## The problem
In the piece on the Greek debt crisis, write out everything from "Comparing with other" down to "loan interest rates.".

## Source excerpt
*****
With so much market talk about the Greek Debt Crisis, what exactly happened to cause such a huge impact on global markets?

A quick summary in my own opinion was that Greece being a developed country with a strong currency, they enjoyed a good credit rating, so they could borrow money cheaply (at low interest rates). However, the government over spent this cheap money and borrows more to repay the installment of the previous loans. So it seems like a ponzi scheme. Everything works fine until you are borrowing too much and get charge a higher interest rate on new loans. So, you have to borrow more to repay the higher interest, borrowing more means even higher interest rates and a vicious cycle starts.

Imagine borrowing from another loan shark an even bigger loan that charges a higher interest rate to repay an earlier loan taken up with a loan shark and carry on doing it.


The solution now is: A) go into default, but the repercussions are people will lose confidence in other developed countries, especially in the European Union (EU) and they can no longer borrow cheaply. B) derive real income to pay back instead on relying to borrow more (increase taxes, cut government spending, etc). C) be allowed to borrow more at low interest rates to carry on the scheme, but eventually reverts back to option A or B.

Well, so far, EU is approving option C while hoping and delaying for option B to be the end state. But option B is unpopular with the citizens in Greece.

It sounds like a disaster and probably why most financial experts advise that debt is a bad thing and you should hate it. But should that be the case.

Comparing with other developed countries who could manage their budgets better, the cheap financing allowed their governments to build more infrastructure, improve the standard of living and enhanced the country economy. Resulting in the rich getting richer, it all boils down to balancing the budget and achieving a rate of return higher than the loan interest rates.

Similar to the biggest loan most of us will ever take up, our mortgage loan. There is good debt and there is bad debt, it is a double edged sword. Bad debt is over leveraging, buying a property that results in loaning excessively, where day to day expenses are compromised to service the loan. A good debt gives a healthy cash flow where one can enjoy a better standard of living.
*****
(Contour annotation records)
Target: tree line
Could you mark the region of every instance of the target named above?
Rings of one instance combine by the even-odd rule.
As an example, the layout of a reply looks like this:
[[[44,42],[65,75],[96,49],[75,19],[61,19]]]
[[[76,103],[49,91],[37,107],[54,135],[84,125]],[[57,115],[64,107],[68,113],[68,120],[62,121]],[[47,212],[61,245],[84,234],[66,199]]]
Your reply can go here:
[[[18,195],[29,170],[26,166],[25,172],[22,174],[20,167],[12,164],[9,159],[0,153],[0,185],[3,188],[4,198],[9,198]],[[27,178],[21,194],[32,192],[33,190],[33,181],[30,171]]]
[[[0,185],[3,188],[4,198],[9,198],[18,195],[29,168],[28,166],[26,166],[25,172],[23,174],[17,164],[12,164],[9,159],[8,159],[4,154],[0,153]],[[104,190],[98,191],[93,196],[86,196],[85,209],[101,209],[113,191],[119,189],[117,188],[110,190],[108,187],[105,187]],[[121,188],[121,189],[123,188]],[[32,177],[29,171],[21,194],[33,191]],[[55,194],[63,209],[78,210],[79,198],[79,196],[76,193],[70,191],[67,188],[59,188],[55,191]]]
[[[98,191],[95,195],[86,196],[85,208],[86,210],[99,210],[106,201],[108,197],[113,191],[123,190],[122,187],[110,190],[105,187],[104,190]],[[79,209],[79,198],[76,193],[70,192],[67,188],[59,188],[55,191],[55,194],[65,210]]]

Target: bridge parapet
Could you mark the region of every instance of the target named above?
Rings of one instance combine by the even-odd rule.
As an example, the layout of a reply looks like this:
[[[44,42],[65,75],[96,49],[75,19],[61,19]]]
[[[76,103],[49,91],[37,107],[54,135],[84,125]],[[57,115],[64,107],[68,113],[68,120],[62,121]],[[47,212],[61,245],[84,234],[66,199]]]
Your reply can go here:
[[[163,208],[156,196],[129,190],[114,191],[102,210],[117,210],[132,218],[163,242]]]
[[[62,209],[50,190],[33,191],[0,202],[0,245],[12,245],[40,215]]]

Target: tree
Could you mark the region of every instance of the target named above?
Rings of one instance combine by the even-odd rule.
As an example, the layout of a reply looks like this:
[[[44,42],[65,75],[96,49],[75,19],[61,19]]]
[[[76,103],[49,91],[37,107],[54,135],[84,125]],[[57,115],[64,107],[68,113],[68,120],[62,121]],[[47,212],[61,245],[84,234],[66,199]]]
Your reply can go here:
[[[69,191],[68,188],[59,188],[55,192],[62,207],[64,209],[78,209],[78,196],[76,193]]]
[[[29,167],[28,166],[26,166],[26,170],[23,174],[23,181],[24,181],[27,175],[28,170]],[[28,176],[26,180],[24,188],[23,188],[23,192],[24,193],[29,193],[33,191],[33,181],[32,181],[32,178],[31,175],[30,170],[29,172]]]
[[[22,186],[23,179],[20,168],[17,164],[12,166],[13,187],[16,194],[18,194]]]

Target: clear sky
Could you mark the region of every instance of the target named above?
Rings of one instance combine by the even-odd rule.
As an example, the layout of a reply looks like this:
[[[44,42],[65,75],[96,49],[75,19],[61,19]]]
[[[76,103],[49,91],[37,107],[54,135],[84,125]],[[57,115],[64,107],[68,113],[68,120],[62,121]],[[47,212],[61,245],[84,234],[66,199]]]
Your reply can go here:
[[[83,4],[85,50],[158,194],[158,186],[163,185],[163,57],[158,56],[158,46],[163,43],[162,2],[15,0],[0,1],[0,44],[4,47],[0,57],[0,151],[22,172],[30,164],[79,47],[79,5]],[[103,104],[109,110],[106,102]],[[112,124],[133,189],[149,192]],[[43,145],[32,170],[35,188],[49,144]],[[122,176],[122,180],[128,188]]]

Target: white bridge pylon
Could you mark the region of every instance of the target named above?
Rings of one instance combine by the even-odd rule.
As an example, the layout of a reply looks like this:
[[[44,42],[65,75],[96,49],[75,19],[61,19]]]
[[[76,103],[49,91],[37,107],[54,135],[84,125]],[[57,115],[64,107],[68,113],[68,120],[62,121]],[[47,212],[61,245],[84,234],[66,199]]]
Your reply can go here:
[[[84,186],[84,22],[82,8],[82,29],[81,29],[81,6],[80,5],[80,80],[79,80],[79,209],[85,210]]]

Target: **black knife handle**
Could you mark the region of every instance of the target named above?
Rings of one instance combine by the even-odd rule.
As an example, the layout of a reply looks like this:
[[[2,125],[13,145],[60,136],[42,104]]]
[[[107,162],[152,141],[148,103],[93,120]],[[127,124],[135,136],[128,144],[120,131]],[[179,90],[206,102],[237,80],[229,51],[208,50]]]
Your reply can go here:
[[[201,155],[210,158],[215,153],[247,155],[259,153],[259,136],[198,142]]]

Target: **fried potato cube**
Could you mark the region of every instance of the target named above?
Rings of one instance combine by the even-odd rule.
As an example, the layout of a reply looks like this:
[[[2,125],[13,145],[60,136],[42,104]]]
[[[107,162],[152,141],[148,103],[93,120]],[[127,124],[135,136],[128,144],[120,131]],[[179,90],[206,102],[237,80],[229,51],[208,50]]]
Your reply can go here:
*****
## Task response
Comparing with other developed countries who could manage their budgets better, the cheap financing allowed their governments to build more infrastructure, improve the standard of living and enhanced the country economy. Resulting in the rich getting richer, it all boils down to balancing the budget and achieving a rate of return higher than the loan interest rates.